_DIRECTIONS:_
Please answer these questions using the Biomutant review below:
1. On what console and difficulty setting was the game reviewed?
2. Which two world eaters are named?
3. How are Bio points obtained?

_DOCUMENT SEGMENT:_
## START

Biomutant is available on PlayStation 4, Xbox One, and PC. I reviewed the game on an Xbox Series X while playing on hard mode. A copy of Biomutant was provided for Gideon’s Gaming for the purpose of review.
You can find a video version of this review here! Biomutant Review: Bonker’s Okay Fur Day – YouTube
Anyone who follows me on Twitter probably knows I had really high expectations for Biomutant. It was one of my most anticipated games of the year. Did it live up to my expectations? Well, no, not really. But that says more about me setting the bar too high than it does about Biomutant’s quality.
Biomutant has plenty of highs and lows, which makes it difficult to review. Black and white can be pretty clear, but it’s fifty shades of grey that can be a little sticky and gross.
You play as a mutant furry animal thing, out to stop the end of the world or speed it up. Either way, you’re going to need to take part in a tribe war and battle massive world eaters whose names alone inspire fear, such as Porky Puff and Hoof Puff!
You will accomplish this while exploring a massive world to piece together your own arsenal of impressive-looking weapons, psionic abilities, and biogenic superpowers! But that won’t do you any good against the world eaters because all of their fights take place in vehicles!
Biomutant is a game of buts, small ones, big ones, and of course furry ones. Every good AND bad aspect of the game is usually met with one type of “but” or another and that’s how I’m going to frame this review. Given how the game treats its black and white morality system it’s almost thematic that many of its features also have two clear sides.
This is a prime example of why the context of a review matters far more than the score. How much you enjoy Biomutant is going to be tied to how you feel about all double-side coins I’m about to dump on the table. It’s not about the number I assign to it at the end.
Biomutant is an open-world game in the most precise sense of the word. After the intro, you are pretty much free to go anywhere and do what you want. It gave me feelings similar to Skyrim. That’s great because Bethesda is determined to withhold the next Elder Scrolls until I’m 90, when my irritable bowel syndrome is making some hospice workers’ life a living hell.
There are somewhere around three trillion side quests in Biomutant. If you’re the type of player that likes to speed through a game super quick to get to the next one. First of all, I’ve always wondered do you chew your food? Or just inhale it to get to the next meal? Second, You probably won’t enjoy Biomutant or any other open-world game for that matter. Don’t buy curtains then write half a novel on the internet about how you wanted blinds and hate curtains when the package clearly said curtains.
The open world of Biomutant is breathtaking and packed with things to find. I was constantly distracted because every building, cave, totem, or corner held something for me to explore. Every quest took forever because my trek through the beautiful landscape was dotted with detours to various points of interest.
Exploring is important since several bits of your character’s progression are linked to it. Leveling up grants you Wung Fu points. Bio and Psi points both require you to complete different types of activities. Psi points are linked to shrines and morality choices, while Bio points are obtained by slaying Morks and finding Bio containers. Not to mention, all the sweet loot and crafting components you can find while adventuring.

## END

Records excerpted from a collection

## START

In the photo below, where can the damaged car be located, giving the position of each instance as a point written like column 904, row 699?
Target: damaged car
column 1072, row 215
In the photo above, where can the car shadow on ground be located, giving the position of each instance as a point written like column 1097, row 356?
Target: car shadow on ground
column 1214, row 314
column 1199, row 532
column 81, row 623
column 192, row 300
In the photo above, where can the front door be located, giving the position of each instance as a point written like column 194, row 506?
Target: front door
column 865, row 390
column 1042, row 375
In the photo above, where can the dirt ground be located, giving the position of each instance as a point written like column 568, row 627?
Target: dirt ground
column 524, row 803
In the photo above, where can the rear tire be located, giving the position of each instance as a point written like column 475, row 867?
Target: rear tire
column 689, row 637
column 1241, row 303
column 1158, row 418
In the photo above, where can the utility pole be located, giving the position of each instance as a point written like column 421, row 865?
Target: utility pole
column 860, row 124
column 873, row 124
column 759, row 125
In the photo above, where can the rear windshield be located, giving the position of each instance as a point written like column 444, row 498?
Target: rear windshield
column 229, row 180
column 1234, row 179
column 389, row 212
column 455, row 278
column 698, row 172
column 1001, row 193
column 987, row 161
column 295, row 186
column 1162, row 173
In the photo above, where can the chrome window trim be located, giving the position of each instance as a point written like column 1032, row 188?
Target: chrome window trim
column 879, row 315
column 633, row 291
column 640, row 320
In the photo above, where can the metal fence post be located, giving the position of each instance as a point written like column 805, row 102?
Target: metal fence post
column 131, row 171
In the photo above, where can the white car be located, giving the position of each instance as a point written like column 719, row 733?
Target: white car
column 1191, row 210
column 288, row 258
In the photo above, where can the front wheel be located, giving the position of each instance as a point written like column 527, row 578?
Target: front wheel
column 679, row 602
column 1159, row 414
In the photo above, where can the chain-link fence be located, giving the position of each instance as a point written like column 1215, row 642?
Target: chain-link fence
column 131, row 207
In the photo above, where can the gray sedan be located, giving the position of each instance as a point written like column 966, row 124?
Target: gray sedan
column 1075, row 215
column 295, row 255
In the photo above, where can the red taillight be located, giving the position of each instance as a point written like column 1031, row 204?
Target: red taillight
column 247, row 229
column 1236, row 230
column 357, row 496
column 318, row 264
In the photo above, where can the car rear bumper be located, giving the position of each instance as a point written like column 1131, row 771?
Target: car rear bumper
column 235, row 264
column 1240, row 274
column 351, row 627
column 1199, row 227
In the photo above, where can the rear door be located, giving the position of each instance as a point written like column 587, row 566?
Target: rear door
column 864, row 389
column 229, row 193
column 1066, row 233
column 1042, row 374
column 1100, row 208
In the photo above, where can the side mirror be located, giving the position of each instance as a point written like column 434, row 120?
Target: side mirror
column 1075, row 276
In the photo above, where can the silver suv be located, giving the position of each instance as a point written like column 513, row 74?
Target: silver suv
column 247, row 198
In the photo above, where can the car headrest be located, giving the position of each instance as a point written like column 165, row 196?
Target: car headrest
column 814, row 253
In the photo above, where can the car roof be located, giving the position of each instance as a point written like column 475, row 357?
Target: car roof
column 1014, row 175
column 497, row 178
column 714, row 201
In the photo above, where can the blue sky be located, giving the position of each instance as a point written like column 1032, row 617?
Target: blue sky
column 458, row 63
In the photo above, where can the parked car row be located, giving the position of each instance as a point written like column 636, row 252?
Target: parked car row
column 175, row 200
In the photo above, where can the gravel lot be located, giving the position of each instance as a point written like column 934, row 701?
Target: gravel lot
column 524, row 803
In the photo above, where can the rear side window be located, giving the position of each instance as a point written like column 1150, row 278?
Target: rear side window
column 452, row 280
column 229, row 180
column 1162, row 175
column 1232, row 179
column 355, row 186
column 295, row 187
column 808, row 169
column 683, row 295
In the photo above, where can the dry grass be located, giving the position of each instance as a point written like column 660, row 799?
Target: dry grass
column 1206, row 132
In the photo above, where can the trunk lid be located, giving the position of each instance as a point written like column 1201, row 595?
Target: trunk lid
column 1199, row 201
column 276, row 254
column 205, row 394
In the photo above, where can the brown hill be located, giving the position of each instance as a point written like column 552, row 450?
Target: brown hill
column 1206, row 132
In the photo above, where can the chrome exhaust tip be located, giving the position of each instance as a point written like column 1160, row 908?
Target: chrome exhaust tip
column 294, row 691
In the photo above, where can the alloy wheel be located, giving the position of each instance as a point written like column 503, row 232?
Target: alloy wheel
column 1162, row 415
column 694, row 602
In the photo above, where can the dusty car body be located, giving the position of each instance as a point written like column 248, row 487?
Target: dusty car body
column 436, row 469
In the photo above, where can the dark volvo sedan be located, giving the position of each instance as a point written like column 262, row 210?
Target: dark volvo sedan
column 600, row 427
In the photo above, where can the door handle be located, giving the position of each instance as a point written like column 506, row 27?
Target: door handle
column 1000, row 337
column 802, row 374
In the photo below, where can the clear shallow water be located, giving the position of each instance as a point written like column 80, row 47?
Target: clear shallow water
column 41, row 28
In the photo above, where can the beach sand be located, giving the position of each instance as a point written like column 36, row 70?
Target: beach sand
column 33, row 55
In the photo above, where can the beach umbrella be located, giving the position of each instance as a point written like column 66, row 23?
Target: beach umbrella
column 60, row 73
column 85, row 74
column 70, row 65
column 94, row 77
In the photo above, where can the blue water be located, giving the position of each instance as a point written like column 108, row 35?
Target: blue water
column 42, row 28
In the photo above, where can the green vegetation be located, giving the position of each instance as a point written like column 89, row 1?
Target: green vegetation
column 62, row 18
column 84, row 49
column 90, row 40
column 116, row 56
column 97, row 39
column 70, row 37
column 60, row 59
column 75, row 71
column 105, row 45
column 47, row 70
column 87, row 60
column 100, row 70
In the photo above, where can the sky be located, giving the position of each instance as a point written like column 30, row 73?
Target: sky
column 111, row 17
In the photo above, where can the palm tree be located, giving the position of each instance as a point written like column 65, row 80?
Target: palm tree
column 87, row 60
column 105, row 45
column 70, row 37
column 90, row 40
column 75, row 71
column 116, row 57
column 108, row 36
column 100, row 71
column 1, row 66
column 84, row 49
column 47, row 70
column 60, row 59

## END

_TASK RESULT:_
1. On an Xbox Series X, on hard mode.
2. Porky Puff and Hoof Puff.
3. By slaying Morks and finding Bio containers.